Write the material out again, line by line, exactly as it is.

Start of SUPPLIED MATERIAL

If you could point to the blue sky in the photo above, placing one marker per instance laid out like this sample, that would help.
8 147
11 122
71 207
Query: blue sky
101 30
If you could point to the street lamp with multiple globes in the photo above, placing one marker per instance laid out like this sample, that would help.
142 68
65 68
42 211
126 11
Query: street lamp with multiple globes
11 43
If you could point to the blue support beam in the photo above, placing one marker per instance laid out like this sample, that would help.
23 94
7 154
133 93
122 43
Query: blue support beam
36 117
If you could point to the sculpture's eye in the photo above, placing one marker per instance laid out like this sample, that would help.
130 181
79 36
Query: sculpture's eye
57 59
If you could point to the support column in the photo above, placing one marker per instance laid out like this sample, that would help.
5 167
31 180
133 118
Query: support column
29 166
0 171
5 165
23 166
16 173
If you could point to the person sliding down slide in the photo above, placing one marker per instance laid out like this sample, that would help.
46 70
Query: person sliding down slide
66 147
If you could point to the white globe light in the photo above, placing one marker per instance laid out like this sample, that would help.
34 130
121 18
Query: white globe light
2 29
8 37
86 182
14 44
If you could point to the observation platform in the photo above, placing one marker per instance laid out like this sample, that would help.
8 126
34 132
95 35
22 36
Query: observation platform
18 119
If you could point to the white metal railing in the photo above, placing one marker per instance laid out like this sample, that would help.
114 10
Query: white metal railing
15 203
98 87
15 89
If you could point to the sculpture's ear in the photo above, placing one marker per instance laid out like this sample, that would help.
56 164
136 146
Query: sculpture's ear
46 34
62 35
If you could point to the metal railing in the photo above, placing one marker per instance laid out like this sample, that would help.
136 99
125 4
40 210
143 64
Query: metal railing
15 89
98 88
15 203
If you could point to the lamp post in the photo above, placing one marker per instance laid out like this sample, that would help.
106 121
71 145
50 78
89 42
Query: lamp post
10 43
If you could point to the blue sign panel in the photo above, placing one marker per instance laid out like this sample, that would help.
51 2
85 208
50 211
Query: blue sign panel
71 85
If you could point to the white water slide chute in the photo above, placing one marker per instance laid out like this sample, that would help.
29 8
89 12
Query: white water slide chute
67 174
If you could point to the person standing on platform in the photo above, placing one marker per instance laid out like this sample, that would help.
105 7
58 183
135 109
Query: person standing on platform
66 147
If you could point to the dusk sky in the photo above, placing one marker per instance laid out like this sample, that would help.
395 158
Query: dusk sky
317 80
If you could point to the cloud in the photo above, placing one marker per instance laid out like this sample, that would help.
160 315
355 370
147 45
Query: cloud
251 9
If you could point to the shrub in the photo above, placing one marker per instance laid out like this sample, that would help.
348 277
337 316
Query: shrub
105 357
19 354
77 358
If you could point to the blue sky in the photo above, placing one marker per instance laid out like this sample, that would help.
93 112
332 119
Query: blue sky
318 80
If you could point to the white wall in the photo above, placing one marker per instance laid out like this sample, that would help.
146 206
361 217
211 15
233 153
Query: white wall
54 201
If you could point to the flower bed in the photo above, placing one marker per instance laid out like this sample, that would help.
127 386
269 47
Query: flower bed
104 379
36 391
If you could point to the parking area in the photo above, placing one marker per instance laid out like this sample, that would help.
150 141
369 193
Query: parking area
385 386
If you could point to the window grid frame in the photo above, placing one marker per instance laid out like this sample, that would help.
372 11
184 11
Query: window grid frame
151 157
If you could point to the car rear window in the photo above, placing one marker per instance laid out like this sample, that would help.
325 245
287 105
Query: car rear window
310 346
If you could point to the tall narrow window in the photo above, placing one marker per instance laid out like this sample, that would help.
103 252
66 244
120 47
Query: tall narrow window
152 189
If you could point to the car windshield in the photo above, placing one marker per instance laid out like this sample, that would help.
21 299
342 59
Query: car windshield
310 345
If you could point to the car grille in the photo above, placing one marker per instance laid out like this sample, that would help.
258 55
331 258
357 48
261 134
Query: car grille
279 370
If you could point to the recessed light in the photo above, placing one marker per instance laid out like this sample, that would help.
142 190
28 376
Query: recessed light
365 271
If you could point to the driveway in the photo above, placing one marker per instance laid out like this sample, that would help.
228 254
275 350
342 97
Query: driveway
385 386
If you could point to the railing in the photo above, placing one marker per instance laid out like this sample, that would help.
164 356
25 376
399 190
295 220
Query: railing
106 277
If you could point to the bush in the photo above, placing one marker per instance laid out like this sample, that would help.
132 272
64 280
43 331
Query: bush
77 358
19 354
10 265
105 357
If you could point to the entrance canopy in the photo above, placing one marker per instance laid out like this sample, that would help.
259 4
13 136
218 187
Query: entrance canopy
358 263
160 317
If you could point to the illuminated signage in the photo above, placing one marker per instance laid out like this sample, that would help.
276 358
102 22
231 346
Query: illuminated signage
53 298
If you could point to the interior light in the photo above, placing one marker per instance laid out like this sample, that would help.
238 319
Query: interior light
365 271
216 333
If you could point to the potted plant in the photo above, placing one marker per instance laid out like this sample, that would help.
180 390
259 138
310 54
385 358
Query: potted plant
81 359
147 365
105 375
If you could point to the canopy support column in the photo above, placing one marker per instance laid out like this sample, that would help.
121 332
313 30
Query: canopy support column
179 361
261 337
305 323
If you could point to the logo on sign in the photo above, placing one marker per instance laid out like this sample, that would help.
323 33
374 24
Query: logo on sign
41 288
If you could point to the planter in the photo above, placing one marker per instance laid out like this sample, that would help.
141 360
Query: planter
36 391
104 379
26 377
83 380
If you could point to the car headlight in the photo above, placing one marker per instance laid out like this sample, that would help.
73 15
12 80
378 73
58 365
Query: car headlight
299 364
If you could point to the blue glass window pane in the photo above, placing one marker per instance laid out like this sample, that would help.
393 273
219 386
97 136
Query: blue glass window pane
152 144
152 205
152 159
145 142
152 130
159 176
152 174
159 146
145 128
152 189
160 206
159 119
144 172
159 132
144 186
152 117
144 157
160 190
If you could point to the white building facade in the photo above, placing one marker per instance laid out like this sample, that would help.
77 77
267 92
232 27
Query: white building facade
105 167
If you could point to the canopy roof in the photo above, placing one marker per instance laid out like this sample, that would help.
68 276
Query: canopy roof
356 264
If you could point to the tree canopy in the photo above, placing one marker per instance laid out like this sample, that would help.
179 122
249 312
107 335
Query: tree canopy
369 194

End of SUPPLIED MATERIAL

**ANSWER BOX**
If you could point to the blue sky in the photo above, placing one marker per instance laid out like this sample, that would help.
8 147
11 122
71 207
Query: blue sky
101 30
If you could point to the street lamp with multiple globes in the photo above, placing one marker per instance laid out like this sample, that would help.
142 68
65 68
42 211
126 11
Query: street lamp with multiple globes
11 43
If you could point to the blue support beam in the photo above, placing one marker per instance laid out like this sample, that would help.
23 94
7 154
133 93
122 43
Query: blue support beam
36 117
If you could point to the sculpture's eye in the photo above, placing one marker per instance laid out like this sample, that would help.
130 181
79 36
Query: sculpture's eye
57 59
If you could point to the support column in the photo above, placing one marker per instance laid out like this sample, that would help.
5 167
31 180
133 118
Query: support column
29 166
0 171
5 165
23 166
16 173
If you could point to the person sliding down slide in the photo above, placing one marker per instance laid out like this sample, that would help.
46 70
Query: person sliding down slide
66 147
If you could point to the white globe light in the photo above, placing one marker per instance laid out like this sample, that would help.
34 130
121 18
Query: white globe light
2 29
8 37
86 182
14 44
If you could point to the observation platform in the photo above, placing one marker per instance laid out like this sample, that would help.
8 126
34 132
95 35
22 36
Query: observation platform
18 119
If you could point to the white metal railing in the photo above, placing one marker per instance laid out like this sample, that would help.
114 10
Query: white metal railing
15 203
98 87
15 89
If you could point to the sculpture's ear in the photo above, placing one marker per instance laid out like this sample, that would help.
56 164
136 146
Query: sculpture's ear
46 34
62 35
If you could point to the metal railing in the photo above, placing one marker per instance laid out like this sample, that would help.
136 99
125 4
40 210
143 64
Query: metal railing
15 89
98 88
15 203
If you could point to the lamp post in the photo above, placing one marker per instance laid out like this sample, that would help.
106 121
71 145
50 78
89 42
Query: lamp post
10 43
If you could point to the blue sign panel in the photo above, placing one marker per instance laid out like this sample, that would help.
51 2
85 208
50 211
Query: blue sign panel
71 85
If you could point to the white water slide chute in the photo above, placing one marker per instance laid out like this sample, that would help.
29 8
89 12
Query: white water slide chute
67 174
If you could point to the person standing on platform in the photo above, placing one marker per instance laid out like this sample, that would help.
105 7
58 183
135 109
Query: person standing on platform
66 147
If you could point to the dusk sky in the photo above, placing one marker per instance laid out like this sample, that would help.
395 158
Query: dusk sky
317 80
If you could point to the cloud in the photo above, placing one marker per instance laid out like this sample, that would help.
160 315
355 370
147 45
Query: cloud
251 9
If you could point to the shrub in the photo above, placing one marker per instance laid out like this sample, that would help.
348 277
337 316
Query: shrub
105 357
19 354
77 358
If you could point to the blue sky in the photo above, placing one marker per instance laid out like this sample, that would help.
93 112
332 119
Query: blue sky
318 80
If you could point to the white wall in the photo above, placing one marker per instance laid out like this sample, that would help.
146 206
361 217
211 15
233 153
Query: white wall
54 201
If you could point to the flower bed in the photo above, placing one marker per instance laid out like this sample, that would help.
127 386
269 47
Query: flower bed
104 379
36 391
If you could point to the parking area in the photo above, placing one marker per instance laid out like this sample, that would help.
150 141
369 193
Query: parking area
385 386
If you could point to the window grid frame in the photo above, placing one marker per instance laid out like this sample, that would help.
372 11
184 11
Query: window grid frame
151 157
If you could point to the car rear window in the photo above, placing one marker per instance laid out like this sample, that would help.
325 245
287 105
Query: car rear window
310 346
If you could point to the tall narrow window in the photo above, placing one marker per instance laid out like this sample, that would help.
103 252
66 244
120 47
Query: tall narrow window
152 189
If you could point to the car windshield in the photo above, placing one marker per instance laid out like this sample, that would help.
21 299
342 59
Query: car windshield
310 345
If you could point to the car grille in the photo above, placing one marker per instance laid out like this sample, that would help.
258 55
331 258
357 48
261 134
Query: car grille
279 370
If you could point to the recessed light in the photo above, placing one marker per instance laid out like this sample, that would help.
142 190
28 376
Query: recessed light
365 271
If you could point to the driveway in the photo above, placing one marker per instance laid out like this sample, that would help.
228 254
275 350
342 97
Query: driveway
385 386
If you could point to the railing in the photo above, placing one marker per instance laid out like this sample, that would help.
164 356
25 376
399 190
295 220
Query: railing
106 277
If you could point to the bush in the photo above, placing one marker per instance laid out like this sample, that would help.
132 272
64 280
43 331
Query: bush
77 358
19 354
10 265
105 357
If you could point to the entrance canopy in the photo above, placing one marker per instance laid out like this sample, that would help.
259 4
13 136
218 187
Query: entrance canopy
358 263
160 317
If you could point to the illuminated signage in the photo above, placing one marker per instance laid out like this sample, that would help.
276 358
102 22
231 346
Query: illuminated signage
53 298
If you could point to the interior light in the photo above, placing one marker per instance laid out like this sample, that would help.
238 319
Query: interior light
365 271
216 333
If you could point to the potted plant in the photo above, placing one marker per instance laid out like this sample, that would help.
180 390
259 138
310 54
385 358
Query: potted plant
81 359
147 365
105 375
If you could point to the canopy support column in the photo above, placing one marker per instance laid out like this sample, that would help.
121 332
313 30
Query: canopy support column
179 361
261 337
305 323
If you could point to the logo on sign in the photo above, placing one marker per instance laid out like this sample, that would help.
323 33
374 24
Query: logo on sign
41 288
If you could point to the planter in the photo above, placing one marker per instance laid out like this sample, that would help.
141 360
Query: planter
36 391
104 379
26 377
83 380
If you could point to the car headlight in the photo above, placing one marker per instance laid out like this sample, that would help.
73 15
12 80
378 73
58 365
Query: car headlight
299 364
If you could point to the blue glass window pane in the photo above, placing one marker per instance laid out like this sample, that would help.
393 273
219 386
97 136
Query: blue glass window pane
152 144
152 205
152 159
145 142
152 130
159 176
152 174
159 146
145 128
152 189
160 206
159 119
144 172
159 132
144 186
152 117
144 157
160 190
If you could point to the white building facade in the photo above, placing one marker per instance laid out like this sample, that would help.
77 77
267 92
232 27
Query: white building facade
105 167
If you could point to the canopy roof in the photo above, placing one marker per instance laid out like this sample, that would help.
68 276
Query: canopy roof
356 264
If you could point to the tree canopy in the photo above, placing one marker per instance laid out like this sample, that would help.
179 122
249 312
107 335
Query: tree canopy
369 194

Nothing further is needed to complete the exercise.